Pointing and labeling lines

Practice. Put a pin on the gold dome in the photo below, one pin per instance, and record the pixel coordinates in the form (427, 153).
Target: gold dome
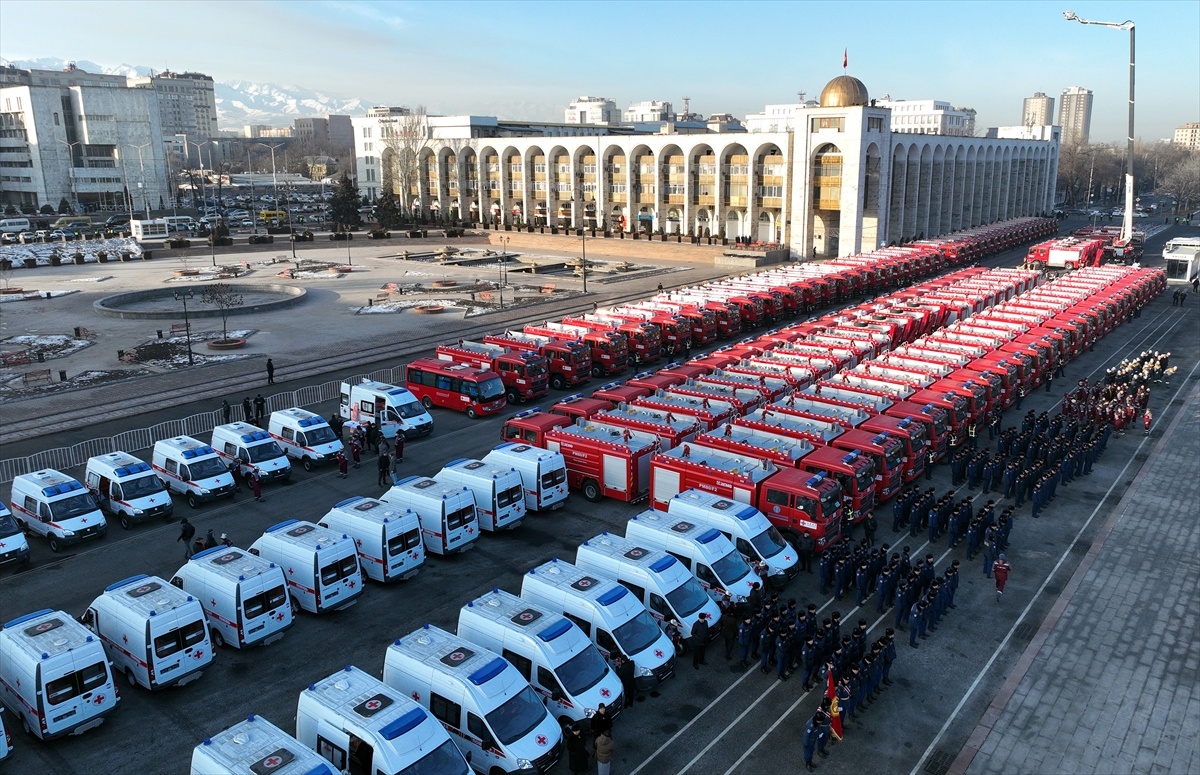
(844, 91)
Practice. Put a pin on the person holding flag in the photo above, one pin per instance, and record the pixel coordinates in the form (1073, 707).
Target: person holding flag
(835, 704)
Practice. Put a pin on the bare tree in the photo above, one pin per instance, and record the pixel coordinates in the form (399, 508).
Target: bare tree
(223, 296)
(406, 137)
(1183, 182)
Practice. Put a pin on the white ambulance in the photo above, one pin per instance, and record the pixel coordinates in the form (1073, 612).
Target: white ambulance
(13, 546)
(255, 449)
(755, 538)
(153, 632)
(389, 540)
(661, 582)
(495, 716)
(193, 469)
(321, 565)
(245, 596)
(499, 492)
(609, 613)
(54, 674)
(447, 514)
(360, 725)
(543, 472)
(127, 488)
(256, 746)
(305, 437)
(393, 409)
(52, 504)
(550, 650)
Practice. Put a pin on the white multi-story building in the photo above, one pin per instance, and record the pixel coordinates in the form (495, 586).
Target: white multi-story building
(1037, 110)
(1188, 136)
(929, 116)
(79, 136)
(648, 112)
(1075, 114)
(592, 110)
(838, 182)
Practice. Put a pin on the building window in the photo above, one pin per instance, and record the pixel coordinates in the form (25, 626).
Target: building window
(828, 124)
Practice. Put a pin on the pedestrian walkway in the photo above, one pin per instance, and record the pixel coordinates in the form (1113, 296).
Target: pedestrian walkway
(1109, 683)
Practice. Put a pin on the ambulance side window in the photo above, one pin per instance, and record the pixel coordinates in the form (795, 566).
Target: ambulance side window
(634, 588)
(550, 684)
(445, 710)
(523, 665)
(583, 625)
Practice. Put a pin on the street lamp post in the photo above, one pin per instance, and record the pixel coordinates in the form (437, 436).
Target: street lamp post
(187, 325)
(1127, 222)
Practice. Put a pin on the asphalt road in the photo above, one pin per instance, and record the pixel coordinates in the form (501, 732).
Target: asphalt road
(715, 720)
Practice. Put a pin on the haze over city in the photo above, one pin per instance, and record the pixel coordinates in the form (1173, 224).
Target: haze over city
(528, 60)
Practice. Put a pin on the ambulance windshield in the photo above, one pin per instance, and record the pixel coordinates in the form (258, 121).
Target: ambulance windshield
(142, 487)
(637, 634)
(263, 452)
(443, 760)
(516, 718)
(688, 598)
(72, 506)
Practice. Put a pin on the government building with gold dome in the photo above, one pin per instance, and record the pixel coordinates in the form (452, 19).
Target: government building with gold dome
(837, 181)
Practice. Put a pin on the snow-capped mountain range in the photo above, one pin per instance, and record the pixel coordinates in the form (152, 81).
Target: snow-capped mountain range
(239, 102)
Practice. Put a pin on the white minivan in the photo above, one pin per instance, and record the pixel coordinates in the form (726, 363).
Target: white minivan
(360, 725)
(304, 436)
(193, 469)
(253, 449)
(52, 504)
(245, 596)
(323, 565)
(389, 540)
(543, 472)
(390, 408)
(127, 488)
(756, 539)
(660, 581)
(13, 547)
(493, 714)
(550, 650)
(499, 492)
(256, 746)
(151, 631)
(54, 674)
(609, 613)
(705, 551)
(447, 514)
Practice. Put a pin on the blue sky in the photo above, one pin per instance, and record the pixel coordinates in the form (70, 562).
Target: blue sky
(528, 59)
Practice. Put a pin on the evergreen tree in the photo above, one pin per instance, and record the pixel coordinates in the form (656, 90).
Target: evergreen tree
(343, 205)
(388, 209)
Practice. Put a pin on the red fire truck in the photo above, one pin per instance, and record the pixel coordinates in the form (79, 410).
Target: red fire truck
(438, 383)
(610, 349)
(525, 374)
(795, 502)
(569, 361)
(605, 460)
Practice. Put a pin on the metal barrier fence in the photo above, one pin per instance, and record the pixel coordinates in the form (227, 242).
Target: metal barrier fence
(139, 439)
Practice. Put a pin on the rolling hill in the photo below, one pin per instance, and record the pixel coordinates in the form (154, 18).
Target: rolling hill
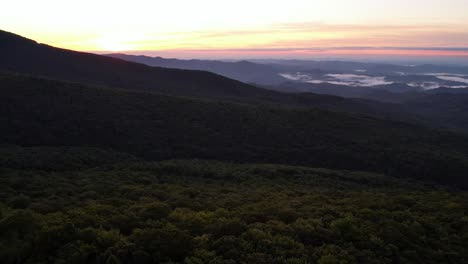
(43, 112)
(243, 71)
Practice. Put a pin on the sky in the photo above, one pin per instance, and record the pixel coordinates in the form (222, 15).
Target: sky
(308, 29)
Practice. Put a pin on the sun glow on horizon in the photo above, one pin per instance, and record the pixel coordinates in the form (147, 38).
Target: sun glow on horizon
(209, 25)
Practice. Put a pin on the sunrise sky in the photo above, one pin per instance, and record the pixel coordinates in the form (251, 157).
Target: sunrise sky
(247, 29)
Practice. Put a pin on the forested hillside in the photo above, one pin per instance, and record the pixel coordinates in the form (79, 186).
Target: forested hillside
(212, 212)
(41, 112)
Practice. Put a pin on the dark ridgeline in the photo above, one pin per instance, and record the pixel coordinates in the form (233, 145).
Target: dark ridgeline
(243, 71)
(79, 183)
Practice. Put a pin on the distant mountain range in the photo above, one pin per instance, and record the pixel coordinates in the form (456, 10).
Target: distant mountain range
(56, 97)
(244, 71)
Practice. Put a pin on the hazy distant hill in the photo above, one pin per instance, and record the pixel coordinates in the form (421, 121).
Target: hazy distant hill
(19, 54)
(243, 71)
(41, 112)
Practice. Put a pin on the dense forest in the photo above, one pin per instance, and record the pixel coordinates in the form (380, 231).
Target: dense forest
(104, 161)
(132, 211)
(43, 112)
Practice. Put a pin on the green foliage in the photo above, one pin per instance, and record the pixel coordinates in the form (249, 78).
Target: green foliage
(210, 212)
(41, 112)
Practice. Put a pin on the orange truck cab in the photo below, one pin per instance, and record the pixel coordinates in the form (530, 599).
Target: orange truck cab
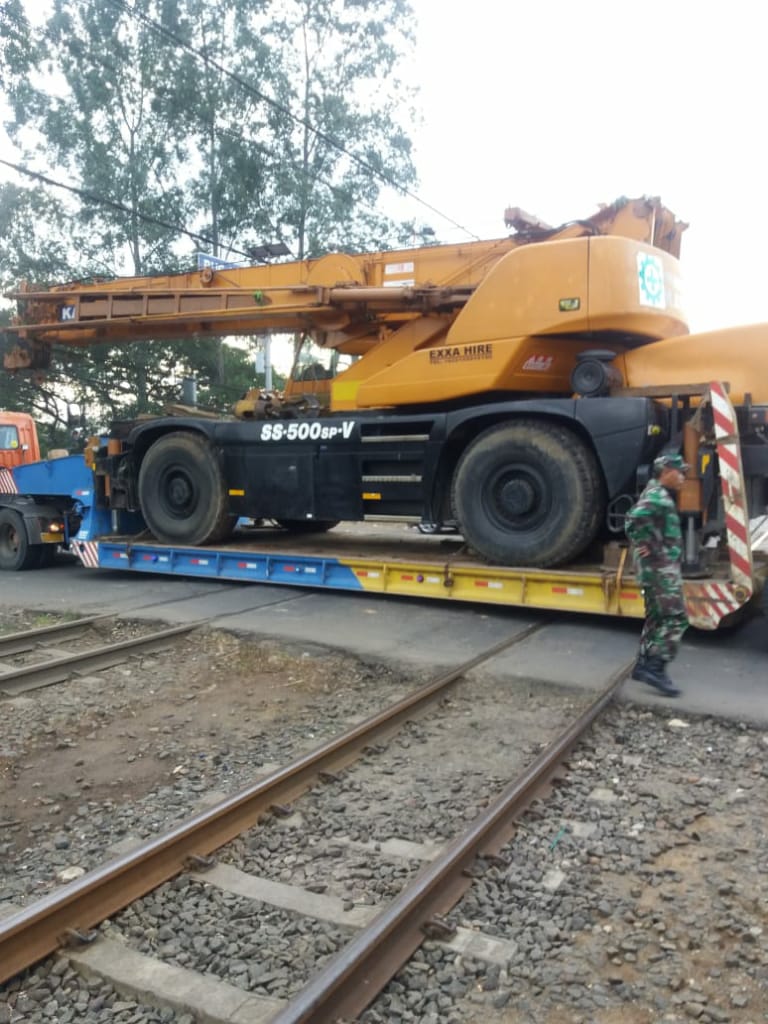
(18, 442)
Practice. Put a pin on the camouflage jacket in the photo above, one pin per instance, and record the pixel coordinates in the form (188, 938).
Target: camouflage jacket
(654, 521)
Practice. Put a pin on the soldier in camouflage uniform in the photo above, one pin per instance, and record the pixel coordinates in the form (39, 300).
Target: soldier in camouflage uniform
(653, 529)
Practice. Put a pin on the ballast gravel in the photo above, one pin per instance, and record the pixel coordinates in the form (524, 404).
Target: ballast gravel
(637, 891)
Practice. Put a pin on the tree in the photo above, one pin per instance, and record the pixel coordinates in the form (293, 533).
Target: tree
(100, 128)
(173, 117)
(347, 139)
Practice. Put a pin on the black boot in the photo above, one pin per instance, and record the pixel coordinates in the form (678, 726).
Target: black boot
(639, 668)
(652, 671)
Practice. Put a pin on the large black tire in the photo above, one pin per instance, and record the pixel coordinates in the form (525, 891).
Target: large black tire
(182, 493)
(15, 551)
(528, 493)
(307, 525)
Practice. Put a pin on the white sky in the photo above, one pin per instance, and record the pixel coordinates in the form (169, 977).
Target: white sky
(556, 105)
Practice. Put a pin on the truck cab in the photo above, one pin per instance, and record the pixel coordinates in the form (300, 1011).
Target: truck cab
(18, 440)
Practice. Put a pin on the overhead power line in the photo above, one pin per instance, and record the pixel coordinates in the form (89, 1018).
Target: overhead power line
(298, 119)
(90, 197)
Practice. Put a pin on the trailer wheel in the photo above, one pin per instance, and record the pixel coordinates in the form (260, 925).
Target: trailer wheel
(181, 492)
(528, 493)
(307, 525)
(15, 551)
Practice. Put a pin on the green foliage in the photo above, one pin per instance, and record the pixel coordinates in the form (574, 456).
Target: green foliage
(250, 122)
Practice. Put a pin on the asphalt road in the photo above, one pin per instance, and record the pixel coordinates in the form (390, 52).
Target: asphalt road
(723, 673)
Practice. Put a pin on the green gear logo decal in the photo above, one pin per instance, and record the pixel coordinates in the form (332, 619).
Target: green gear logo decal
(650, 281)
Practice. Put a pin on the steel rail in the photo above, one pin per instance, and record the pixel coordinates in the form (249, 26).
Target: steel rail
(32, 677)
(355, 976)
(42, 927)
(17, 643)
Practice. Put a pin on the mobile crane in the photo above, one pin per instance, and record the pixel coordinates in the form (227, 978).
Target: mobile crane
(518, 388)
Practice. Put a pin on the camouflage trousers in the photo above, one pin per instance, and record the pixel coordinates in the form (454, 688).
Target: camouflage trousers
(666, 620)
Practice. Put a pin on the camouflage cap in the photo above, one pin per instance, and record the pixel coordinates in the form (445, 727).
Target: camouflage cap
(672, 460)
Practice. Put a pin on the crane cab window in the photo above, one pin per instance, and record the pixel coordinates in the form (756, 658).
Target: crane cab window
(8, 437)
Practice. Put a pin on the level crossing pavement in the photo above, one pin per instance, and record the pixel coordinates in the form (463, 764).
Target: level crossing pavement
(722, 674)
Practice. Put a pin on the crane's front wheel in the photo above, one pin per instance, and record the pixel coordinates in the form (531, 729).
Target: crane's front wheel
(528, 493)
(182, 493)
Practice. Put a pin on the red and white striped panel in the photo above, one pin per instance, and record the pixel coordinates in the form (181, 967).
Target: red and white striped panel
(732, 485)
(708, 603)
(87, 551)
(7, 483)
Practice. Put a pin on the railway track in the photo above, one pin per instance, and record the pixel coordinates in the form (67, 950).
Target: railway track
(57, 666)
(387, 938)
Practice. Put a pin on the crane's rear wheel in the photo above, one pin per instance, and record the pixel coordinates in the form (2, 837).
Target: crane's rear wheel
(528, 493)
(307, 525)
(182, 493)
(15, 551)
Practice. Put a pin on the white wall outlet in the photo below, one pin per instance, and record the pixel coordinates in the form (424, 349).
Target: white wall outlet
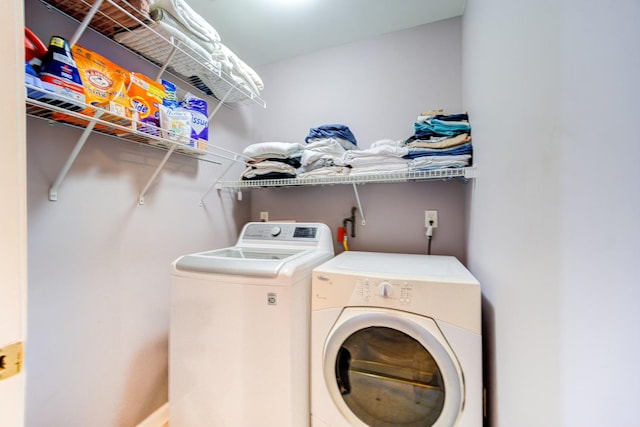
(431, 219)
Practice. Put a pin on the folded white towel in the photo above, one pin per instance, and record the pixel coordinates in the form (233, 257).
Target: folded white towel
(195, 23)
(383, 148)
(278, 150)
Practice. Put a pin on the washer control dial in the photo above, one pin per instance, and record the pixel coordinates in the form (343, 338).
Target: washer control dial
(275, 231)
(385, 289)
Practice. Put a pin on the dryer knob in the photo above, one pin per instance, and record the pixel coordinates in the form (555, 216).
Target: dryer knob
(385, 289)
(275, 231)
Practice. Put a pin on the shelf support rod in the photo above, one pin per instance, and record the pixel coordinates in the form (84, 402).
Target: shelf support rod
(53, 190)
(355, 190)
(221, 102)
(174, 49)
(215, 184)
(155, 174)
(85, 23)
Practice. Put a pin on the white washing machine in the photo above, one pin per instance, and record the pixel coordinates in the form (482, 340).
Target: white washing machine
(395, 341)
(239, 334)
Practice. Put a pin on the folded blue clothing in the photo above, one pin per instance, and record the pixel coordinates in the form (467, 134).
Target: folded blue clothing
(440, 128)
(331, 130)
(453, 151)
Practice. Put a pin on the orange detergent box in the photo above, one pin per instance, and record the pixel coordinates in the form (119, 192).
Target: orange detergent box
(105, 85)
(145, 96)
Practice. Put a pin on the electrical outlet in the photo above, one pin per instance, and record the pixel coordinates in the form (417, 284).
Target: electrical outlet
(431, 219)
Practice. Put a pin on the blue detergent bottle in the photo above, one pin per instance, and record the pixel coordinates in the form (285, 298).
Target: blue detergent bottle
(60, 77)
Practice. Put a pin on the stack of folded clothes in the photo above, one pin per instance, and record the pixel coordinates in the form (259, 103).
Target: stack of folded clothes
(272, 160)
(383, 157)
(200, 45)
(323, 154)
(440, 140)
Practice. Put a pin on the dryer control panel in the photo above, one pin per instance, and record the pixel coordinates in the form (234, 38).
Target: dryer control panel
(375, 291)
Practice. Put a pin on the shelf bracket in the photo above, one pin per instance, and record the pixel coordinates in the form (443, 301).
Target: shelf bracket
(85, 23)
(174, 49)
(221, 103)
(155, 174)
(355, 190)
(53, 190)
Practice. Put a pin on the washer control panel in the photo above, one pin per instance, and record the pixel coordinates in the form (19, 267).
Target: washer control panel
(383, 291)
(280, 231)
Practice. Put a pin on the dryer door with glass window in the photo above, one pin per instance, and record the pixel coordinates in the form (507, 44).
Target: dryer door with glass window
(387, 368)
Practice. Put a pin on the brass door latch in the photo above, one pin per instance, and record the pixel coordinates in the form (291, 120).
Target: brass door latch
(10, 360)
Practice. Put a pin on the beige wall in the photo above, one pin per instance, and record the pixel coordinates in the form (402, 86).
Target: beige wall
(377, 87)
(99, 262)
(554, 235)
(13, 219)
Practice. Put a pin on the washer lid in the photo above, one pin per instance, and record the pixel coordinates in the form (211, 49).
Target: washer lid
(239, 261)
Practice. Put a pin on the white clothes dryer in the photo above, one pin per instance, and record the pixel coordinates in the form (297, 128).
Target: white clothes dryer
(395, 342)
(239, 330)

> Task statement
Starting with the first line above and going on through the line with "(1183, 182)", write those lines out again, requests included, adding 33 to every coordinate in the answers. Leave the pictures out of your answer.

> Solved problem
Practice. Put a pin on the gold dome in the photo below, one pin per instance, and record the pixel coordinates in the form (427, 153).
Target: gold dome
(877, 124)
Practice. Put a pin on the person holding flag in the photo above, one pin per instance, and record the pixel coordinates in the form (1073, 707).
Target: person holding flag
(868, 737)
Practice. Put a pin on the bare tree in the photo above, one pin per instance, and record the pixel coordinates in the form (399, 508).
Target: bare tree
(256, 329)
(439, 170)
(1216, 215)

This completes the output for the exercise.